Reproduce the data below line for line, without any change. Leave out the pictures.

____ THE INPUT

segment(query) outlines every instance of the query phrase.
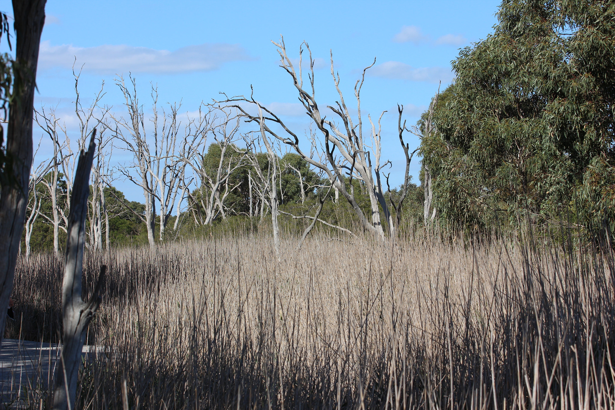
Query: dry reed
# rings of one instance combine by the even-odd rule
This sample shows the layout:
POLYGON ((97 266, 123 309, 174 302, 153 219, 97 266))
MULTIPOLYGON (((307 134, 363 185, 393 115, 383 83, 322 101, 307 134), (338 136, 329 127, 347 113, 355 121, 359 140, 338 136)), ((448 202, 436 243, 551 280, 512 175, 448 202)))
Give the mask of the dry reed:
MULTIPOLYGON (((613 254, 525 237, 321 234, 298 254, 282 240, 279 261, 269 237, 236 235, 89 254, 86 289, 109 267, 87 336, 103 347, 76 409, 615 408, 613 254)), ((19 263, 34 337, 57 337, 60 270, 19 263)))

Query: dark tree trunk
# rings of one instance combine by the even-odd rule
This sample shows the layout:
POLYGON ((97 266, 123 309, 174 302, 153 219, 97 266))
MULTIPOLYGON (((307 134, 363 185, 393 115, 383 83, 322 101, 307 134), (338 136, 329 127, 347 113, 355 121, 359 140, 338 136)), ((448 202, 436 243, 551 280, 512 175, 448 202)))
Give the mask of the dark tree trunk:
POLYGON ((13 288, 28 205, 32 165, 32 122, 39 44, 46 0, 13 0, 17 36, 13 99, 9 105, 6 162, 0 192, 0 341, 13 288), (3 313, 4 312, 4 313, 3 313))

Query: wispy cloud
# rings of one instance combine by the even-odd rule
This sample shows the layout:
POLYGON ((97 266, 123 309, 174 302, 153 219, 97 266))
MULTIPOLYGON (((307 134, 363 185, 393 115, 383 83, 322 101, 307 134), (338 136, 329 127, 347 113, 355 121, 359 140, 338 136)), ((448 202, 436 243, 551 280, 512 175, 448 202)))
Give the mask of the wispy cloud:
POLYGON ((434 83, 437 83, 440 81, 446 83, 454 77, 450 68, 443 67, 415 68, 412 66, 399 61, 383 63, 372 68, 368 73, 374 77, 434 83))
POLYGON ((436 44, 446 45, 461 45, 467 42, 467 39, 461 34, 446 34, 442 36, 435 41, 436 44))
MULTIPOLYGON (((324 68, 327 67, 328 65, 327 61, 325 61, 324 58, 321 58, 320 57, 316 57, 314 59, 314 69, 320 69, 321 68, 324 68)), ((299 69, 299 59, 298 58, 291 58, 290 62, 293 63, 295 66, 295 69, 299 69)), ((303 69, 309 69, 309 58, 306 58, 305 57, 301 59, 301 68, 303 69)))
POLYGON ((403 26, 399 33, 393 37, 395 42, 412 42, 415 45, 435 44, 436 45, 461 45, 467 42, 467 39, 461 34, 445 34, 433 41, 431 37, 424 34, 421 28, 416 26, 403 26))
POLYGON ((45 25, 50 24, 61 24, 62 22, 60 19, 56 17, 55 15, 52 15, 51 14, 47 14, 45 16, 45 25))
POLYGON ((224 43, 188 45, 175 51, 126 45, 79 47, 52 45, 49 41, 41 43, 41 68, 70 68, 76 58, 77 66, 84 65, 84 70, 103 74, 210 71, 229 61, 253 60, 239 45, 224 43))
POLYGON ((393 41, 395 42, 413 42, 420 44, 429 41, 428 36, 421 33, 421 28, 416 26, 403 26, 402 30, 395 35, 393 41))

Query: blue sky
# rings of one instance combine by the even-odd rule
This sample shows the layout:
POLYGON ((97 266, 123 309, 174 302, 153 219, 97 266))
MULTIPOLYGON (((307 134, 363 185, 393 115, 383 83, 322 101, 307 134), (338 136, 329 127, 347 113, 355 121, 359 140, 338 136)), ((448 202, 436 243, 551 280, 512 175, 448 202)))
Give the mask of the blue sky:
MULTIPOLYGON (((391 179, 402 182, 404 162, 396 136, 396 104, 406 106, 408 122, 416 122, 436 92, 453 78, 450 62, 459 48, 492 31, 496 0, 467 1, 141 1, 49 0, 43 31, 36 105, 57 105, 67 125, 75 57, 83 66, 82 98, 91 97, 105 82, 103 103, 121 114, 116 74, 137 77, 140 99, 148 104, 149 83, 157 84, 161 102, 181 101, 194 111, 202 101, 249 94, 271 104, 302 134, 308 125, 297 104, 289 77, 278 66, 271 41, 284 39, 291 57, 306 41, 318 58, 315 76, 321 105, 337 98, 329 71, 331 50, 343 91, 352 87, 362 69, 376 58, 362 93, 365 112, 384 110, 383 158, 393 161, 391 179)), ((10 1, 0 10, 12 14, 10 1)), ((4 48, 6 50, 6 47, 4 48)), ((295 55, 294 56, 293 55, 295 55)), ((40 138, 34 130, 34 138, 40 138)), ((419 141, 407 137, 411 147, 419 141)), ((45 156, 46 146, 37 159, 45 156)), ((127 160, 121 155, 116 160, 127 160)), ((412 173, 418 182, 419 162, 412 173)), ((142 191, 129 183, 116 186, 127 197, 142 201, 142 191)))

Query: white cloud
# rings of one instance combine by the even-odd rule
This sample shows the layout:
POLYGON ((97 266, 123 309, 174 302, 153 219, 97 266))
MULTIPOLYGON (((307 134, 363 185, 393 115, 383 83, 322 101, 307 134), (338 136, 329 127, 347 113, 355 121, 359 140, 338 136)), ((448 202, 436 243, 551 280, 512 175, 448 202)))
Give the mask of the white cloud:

________

RESPONSE FOR THIS EXERCISE »
segment(query) outlines every instance of the query phrase.
Query: dry reed
# rings of one instance combine by the even-odd rule
This sample shows the layout:
POLYGON ((97 266, 123 309, 174 302, 153 219, 97 266))
MULTIPOLYGON (((307 134, 363 185, 393 115, 383 83, 322 101, 307 134), (338 136, 329 127, 347 113, 355 121, 359 140, 338 136)), ((448 202, 436 243, 551 280, 512 175, 448 202)))
Give the mask of the dry reed:
MULTIPOLYGON (((613 254, 525 237, 321 234, 298 254, 282 240, 279 261, 269 237, 236 235, 89 254, 86 289, 109 267, 87 336, 103 347, 76 409, 615 408, 613 254)), ((19 263, 34 337, 57 337, 60 270, 19 263)))

Query: dark tree trunk
# rings of one instance combine by the even-odd rule
This sample shows the layout:
POLYGON ((97 266, 123 309, 174 302, 153 219, 97 266))
MULTIPOLYGON (((307 134, 363 185, 393 115, 383 83, 322 101, 307 134), (338 136, 329 127, 347 113, 355 121, 359 140, 338 136)), ((448 202, 436 243, 551 280, 512 175, 448 202)))
Give the mask of the dark tree trunk:
POLYGON ((13 288, 28 205, 32 165, 32 122, 39 44, 46 0, 13 0, 17 36, 13 99, 9 105, 6 162, 0 192, 0 341, 13 288), (3 313, 4 312, 4 313, 3 313))

Query: wispy cloud
# rings of one instance combine by the even-odd rule
This sample shows the layout:
POLYGON ((97 266, 123 309, 174 302, 153 219, 97 266))
MULTIPOLYGON (((307 134, 363 185, 393 115, 383 83, 322 101, 307 134), (338 136, 329 127, 347 113, 355 121, 359 140, 338 136)), ((448 202, 436 243, 551 280, 512 175, 448 202)))
Give the mask of the wispy cloud:
POLYGON ((434 83, 437 83, 440 81, 446 83, 454 77, 450 68, 443 67, 415 68, 412 66, 399 61, 383 63, 372 68, 368 73, 374 77, 434 83))
POLYGON ((436 44, 446 45, 461 45, 467 42, 467 39, 461 34, 446 34, 442 36, 435 41, 436 44))
MULTIPOLYGON (((324 68, 327 67, 328 65, 327 61, 325 61, 324 58, 321 58, 320 57, 316 57, 314 59, 314 69, 320 69, 321 68, 324 68)), ((299 69, 299 59, 298 58, 291 58, 290 62, 293 63, 295 66, 295 69, 299 69)), ((303 69, 309 69, 309 58, 306 58, 305 57, 301 59, 301 68, 303 69)))
POLYGON ((403 26, 399 33, 393 37, 395 42, 412 42, 415 45, 435 44, 436 45, 461 45, 467 42, 467 39, 461 34, 445 34, 433 41, 431 37, 424 34, 421 28, 416 26, 403 26))
POLYGON ((45 25, 50 24, 61 24, 62 22, 60 19, 56 17, 55 15, 52 15, 51 14, 47 14, 45 16, 45 25))
POLYGON ((224 43, 188 45, 175 51, 126 45, 79 47, 52 45, 49 41, 41 43, 41 68, 70 68, 76 58, 77 66, 84 65, 84 70, 103 74, 210 71, 229 61, 253 60, 239 45, 224 43))
POLYGON ((393 41, 395 42, 413 42, 420 44, 429 41, 428 36, 421 33, 421 28, 416 26, 403 26, 402 30, 395 35, 393 41))

Query: blue sky
# rings of one instance combine by the even-odd rule
This sample shows the layout:
POLYGON ((97 266, 123 309, 174 302, 153 219, 97 266))
MULTIPOLYGON (((307 134, 363 185, 393 115, 383 83, 322 101, 307 134), (338 136, 329 127, 347 113, 355 121, 359 140, 338 136)), ((448 202, 436 243, 551 280, 512 175, 448 202)))
Give the mask of the blue sky:
MULTIPOLYGON (((391 179, 402 182, 404 162, 396 136, 396 104, 406 106, 408 122, 416 122, 436 92, 453 78, 450 62, 459 48, 492 31, 496 0, 467 1, 141 1, 49 0, 43 31, 36 105, 57 105, 67 125, 75 57, 83 66, 82 98, 91 97, 105 82, 103 103, 121 114, 116 74, 137 77, 140 99, 148 104, 149 83, 157 84, 161 102, 181 101, 194 111, 202 101, 249 94, 271 104, 302 134, 308 125, 297 104, 289 77, 278 66, 271 41, 284 39, 291 57, 306 41, 318 58, 315 76, 321 105, 337 98, 329 71, 331 50, 343 91, 352 87, 362 69, 376 58, 362 93, 365 112, 384 110, 383 158, 393 161, 391 179)), ((10 1, 0 10, 12 14, 10 1)), ((4 48, 6 50, 6 47, 4 48)), ((295 55, 294 56, 293 55, 295 55)), ((40 138, 34 130, 34 138, 40 138)), ((419 141, 407 137, 411 147, 419 141)), ((45 156, 46 146, 37 159, 45 156)), ((127 160, 121 155, 116 160, 127 160)), ((412 173, 418 182, 419 162, 412 173)), ((142 191, 129 183, 116 186, 127 197, 142 201, 142 191)))

Query: white cloud
# rings of one instance combine by the even-odd rule
This sample shows the layout:
POLYGON ((97 266, 123 309, 174 302, 153 219, 97 266))
MULTIPOLYGON (((307 134, 363 185, 393 115, 383 83, 322 101, 307 134), (338 136, 329 127, 347 113, 355 121, 359 140, 338 136)), ((448 202, 436 243, 551 280, 512 175, 448 202)))
Give the mask of the white cloud:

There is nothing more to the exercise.